→ **Exercise details**
Reproduce exactly, and only, the lines below from the one containing "Query: curly blonde hair" through the one containing "Query: leafy bush".

━━━ Records for this exercise

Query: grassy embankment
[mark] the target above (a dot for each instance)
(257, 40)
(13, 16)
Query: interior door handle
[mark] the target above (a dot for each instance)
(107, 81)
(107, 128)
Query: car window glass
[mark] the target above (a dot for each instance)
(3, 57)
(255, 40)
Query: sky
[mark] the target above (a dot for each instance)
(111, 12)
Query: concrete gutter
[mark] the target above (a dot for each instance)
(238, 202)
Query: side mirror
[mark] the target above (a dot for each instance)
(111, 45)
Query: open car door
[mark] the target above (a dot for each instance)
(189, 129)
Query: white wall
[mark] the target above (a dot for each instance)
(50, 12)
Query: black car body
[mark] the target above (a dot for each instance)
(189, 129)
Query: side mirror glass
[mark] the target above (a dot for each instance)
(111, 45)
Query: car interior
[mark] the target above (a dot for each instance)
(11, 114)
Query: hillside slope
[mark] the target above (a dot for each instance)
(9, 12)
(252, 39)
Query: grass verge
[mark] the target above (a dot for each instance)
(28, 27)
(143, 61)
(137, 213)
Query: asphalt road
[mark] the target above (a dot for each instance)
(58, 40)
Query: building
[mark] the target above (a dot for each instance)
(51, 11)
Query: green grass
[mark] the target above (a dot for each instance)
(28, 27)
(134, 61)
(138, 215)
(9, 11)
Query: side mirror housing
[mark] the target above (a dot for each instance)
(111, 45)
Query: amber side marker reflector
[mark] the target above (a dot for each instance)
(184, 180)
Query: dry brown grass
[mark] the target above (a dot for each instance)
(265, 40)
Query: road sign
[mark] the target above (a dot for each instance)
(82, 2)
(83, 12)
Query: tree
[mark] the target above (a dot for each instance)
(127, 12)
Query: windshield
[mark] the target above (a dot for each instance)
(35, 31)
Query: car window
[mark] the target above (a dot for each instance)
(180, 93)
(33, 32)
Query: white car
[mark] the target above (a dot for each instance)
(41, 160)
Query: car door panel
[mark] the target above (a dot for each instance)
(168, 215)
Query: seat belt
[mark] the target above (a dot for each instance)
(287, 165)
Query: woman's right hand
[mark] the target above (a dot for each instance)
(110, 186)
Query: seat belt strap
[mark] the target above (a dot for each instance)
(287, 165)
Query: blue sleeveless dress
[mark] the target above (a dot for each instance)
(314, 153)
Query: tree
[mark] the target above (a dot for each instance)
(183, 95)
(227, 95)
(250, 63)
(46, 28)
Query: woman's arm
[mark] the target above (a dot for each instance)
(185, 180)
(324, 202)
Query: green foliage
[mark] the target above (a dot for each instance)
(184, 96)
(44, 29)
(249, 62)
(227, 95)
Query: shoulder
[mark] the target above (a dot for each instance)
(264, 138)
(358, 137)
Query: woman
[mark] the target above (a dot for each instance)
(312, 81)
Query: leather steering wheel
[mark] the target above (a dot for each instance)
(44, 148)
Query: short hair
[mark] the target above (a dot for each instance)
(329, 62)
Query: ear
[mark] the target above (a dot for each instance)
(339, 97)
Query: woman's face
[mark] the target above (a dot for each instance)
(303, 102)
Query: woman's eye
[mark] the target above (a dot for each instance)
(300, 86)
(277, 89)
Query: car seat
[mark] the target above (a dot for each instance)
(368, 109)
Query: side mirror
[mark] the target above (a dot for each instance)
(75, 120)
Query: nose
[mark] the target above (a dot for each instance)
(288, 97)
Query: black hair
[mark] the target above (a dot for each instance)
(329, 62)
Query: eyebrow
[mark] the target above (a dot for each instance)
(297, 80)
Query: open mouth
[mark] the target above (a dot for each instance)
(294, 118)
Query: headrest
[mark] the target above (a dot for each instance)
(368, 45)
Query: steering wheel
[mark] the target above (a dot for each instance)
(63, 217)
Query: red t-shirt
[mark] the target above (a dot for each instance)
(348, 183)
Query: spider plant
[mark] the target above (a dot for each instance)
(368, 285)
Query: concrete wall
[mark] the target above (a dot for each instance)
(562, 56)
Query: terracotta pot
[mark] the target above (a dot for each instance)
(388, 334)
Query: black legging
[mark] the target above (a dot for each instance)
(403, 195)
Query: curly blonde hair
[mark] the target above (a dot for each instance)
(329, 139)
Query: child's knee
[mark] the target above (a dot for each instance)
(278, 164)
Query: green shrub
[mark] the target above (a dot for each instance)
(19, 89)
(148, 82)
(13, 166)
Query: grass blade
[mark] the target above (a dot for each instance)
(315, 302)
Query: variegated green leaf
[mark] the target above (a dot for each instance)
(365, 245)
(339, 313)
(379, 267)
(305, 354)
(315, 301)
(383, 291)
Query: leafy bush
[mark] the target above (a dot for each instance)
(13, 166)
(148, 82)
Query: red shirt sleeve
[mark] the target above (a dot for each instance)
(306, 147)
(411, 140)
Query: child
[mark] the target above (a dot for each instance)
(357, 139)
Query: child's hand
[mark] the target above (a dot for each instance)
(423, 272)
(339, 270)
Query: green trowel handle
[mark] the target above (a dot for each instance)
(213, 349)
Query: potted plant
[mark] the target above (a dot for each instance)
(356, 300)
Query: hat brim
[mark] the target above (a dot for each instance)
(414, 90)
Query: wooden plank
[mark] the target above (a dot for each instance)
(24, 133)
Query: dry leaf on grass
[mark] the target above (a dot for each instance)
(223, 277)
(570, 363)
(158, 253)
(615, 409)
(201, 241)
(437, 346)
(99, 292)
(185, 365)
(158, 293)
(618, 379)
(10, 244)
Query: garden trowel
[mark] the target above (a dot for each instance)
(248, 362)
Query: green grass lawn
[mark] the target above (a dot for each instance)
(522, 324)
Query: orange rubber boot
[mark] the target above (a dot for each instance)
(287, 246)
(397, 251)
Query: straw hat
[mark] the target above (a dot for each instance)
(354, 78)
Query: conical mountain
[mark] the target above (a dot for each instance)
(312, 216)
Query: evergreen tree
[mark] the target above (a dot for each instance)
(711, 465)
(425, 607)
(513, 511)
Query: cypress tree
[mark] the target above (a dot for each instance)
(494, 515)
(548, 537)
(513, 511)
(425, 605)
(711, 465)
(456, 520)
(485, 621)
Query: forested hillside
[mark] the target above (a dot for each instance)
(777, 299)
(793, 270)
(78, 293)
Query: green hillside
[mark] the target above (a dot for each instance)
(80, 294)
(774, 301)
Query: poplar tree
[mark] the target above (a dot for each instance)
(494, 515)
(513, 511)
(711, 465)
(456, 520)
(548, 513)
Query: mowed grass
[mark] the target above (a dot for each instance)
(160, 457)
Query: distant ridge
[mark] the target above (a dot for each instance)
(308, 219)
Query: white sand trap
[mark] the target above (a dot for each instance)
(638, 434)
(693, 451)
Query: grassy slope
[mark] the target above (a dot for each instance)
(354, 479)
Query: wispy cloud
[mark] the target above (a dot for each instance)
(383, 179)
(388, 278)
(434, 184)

━━━━━━

→ **Result of this exercise**
Query: curly blonde hair
[mark] the target above (a dot for each instance)
(329, 139)
Query: child's knee
[mark] the target above (a dot for each instance)
(278, 164)
Query: green shrub
[mark] the target above (a dot for each instance)
(19, 89)
(148, 82)
(13, 166)
Query: grass blade
[mark] the target above (a dot for each instance)
(315, 302)
Query: variegated green leaf
[mark] the target above (a dot for each instance)
(365, 245)
(339, 313)
(379, 267)
(305, 354)
(315, 301)
(383, 291)
Query: leafy bush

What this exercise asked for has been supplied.